*REQUIREMENT*
From the entries below, copy each line in which the word "elephant" occurs.

[Records excerpted from a collection]
- - -
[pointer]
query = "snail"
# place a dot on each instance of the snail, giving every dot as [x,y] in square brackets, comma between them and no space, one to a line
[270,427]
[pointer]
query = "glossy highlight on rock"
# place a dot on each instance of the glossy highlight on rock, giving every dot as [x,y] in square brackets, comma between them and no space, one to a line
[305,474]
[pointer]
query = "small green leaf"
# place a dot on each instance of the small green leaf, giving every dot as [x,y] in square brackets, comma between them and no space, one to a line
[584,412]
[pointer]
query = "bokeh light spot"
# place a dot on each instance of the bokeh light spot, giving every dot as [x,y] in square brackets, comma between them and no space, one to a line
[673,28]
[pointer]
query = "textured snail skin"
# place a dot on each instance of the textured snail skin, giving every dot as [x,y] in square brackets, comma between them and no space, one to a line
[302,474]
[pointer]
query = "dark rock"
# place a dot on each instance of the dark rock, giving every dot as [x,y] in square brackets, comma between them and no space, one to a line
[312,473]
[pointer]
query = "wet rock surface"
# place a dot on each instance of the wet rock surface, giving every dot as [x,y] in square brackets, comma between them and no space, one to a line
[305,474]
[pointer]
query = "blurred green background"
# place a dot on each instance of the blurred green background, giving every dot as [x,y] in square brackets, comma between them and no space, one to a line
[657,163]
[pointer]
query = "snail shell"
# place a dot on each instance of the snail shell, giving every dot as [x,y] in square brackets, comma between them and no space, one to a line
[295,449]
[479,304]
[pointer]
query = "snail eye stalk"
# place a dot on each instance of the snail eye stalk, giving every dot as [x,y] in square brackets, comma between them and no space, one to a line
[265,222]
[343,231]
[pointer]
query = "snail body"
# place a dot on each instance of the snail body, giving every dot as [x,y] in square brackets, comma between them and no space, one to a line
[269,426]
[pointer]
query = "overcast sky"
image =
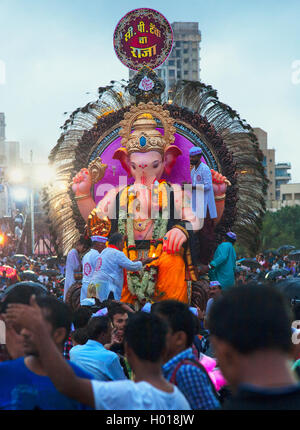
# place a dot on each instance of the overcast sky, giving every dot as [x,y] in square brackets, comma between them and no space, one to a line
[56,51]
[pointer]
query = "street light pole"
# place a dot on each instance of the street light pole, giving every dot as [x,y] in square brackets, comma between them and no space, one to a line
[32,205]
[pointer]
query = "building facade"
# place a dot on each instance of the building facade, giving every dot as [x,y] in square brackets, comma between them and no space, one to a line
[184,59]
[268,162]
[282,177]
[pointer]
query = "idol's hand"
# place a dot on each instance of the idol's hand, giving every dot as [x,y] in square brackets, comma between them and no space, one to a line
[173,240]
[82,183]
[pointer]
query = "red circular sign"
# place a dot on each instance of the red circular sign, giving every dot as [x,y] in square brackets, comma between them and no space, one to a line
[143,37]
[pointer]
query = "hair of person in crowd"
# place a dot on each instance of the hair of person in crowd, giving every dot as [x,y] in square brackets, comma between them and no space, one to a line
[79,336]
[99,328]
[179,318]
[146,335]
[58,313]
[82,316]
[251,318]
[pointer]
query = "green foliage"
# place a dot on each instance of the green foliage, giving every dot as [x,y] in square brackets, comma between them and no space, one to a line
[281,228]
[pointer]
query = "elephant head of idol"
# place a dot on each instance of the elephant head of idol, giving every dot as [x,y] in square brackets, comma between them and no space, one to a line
- - -
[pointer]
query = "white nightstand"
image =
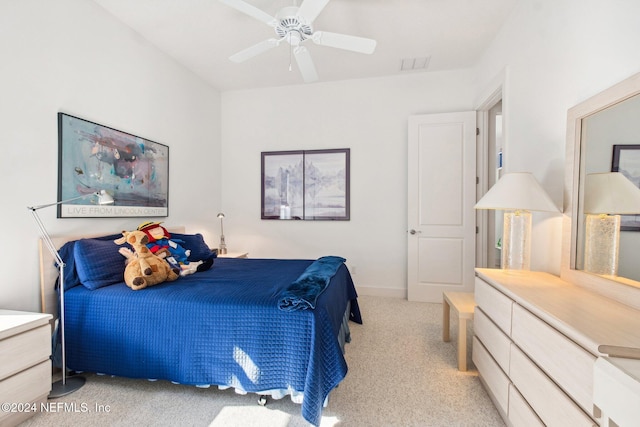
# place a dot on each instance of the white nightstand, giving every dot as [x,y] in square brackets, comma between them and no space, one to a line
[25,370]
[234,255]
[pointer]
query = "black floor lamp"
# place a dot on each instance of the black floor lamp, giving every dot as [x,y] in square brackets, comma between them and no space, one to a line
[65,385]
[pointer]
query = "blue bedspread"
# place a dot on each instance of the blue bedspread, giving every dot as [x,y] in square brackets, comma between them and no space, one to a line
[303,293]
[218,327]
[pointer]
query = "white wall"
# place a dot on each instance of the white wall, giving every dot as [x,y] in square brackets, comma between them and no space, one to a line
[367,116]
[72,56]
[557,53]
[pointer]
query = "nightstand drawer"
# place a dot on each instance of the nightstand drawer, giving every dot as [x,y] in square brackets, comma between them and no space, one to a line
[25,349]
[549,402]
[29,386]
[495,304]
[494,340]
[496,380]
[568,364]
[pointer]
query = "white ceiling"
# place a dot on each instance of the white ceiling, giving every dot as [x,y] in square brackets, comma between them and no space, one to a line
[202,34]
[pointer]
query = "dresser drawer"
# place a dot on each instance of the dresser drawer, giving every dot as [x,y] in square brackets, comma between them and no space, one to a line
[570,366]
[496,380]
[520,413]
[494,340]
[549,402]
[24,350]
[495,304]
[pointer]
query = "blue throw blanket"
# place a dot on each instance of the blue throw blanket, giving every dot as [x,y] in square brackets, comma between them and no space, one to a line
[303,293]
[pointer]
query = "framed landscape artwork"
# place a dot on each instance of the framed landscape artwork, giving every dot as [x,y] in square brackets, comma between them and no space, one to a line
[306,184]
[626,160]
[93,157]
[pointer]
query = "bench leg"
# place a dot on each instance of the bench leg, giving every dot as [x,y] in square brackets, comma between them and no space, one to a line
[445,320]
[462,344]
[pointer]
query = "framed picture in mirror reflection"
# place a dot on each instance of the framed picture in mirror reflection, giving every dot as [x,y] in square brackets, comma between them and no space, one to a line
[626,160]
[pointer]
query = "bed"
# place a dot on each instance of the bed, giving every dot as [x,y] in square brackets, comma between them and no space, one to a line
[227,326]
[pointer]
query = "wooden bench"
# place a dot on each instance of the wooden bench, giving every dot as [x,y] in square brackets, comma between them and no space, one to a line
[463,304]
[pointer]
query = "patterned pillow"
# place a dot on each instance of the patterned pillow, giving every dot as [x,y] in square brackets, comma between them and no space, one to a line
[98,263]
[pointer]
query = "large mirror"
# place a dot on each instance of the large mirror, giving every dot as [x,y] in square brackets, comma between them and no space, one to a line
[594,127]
- - -
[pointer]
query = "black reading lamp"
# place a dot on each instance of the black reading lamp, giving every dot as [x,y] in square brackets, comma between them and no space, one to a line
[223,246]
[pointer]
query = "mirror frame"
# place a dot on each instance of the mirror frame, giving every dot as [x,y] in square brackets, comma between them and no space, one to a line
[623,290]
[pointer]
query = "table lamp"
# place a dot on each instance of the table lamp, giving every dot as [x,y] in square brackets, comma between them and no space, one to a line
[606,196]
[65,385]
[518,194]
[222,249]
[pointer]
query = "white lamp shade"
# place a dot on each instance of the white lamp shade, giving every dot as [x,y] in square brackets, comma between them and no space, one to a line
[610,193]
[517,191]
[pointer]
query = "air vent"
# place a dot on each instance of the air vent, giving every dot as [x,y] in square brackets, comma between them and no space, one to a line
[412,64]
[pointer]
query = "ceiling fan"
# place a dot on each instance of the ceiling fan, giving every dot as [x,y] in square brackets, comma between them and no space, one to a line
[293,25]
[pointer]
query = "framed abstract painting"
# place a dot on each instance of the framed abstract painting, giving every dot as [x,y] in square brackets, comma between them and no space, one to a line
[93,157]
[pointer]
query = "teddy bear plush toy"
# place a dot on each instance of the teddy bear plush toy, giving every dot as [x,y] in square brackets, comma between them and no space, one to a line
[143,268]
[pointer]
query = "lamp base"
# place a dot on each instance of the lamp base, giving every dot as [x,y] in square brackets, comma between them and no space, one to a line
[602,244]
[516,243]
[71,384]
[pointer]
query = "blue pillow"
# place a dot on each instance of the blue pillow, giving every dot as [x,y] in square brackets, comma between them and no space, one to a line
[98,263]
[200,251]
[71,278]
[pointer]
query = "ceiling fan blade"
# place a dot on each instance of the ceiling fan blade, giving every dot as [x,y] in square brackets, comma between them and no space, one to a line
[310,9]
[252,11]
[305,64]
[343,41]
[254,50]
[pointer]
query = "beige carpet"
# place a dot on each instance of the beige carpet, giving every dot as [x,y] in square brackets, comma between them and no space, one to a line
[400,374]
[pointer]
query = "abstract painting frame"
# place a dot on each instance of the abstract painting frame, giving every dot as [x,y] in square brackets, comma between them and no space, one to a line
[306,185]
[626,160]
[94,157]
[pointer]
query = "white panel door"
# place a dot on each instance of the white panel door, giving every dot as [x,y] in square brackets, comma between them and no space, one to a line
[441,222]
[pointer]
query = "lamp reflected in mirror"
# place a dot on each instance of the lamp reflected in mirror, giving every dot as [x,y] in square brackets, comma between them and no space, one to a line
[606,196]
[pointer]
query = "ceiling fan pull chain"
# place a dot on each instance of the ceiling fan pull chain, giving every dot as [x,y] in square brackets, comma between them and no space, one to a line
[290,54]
- - -
*RESPONSE AREA*
query = "elephant head of idol"
# place a dot on each instance of the elephant head of idol, giving every dot as [x,y] in square brackets, comma between them and no space, one to a line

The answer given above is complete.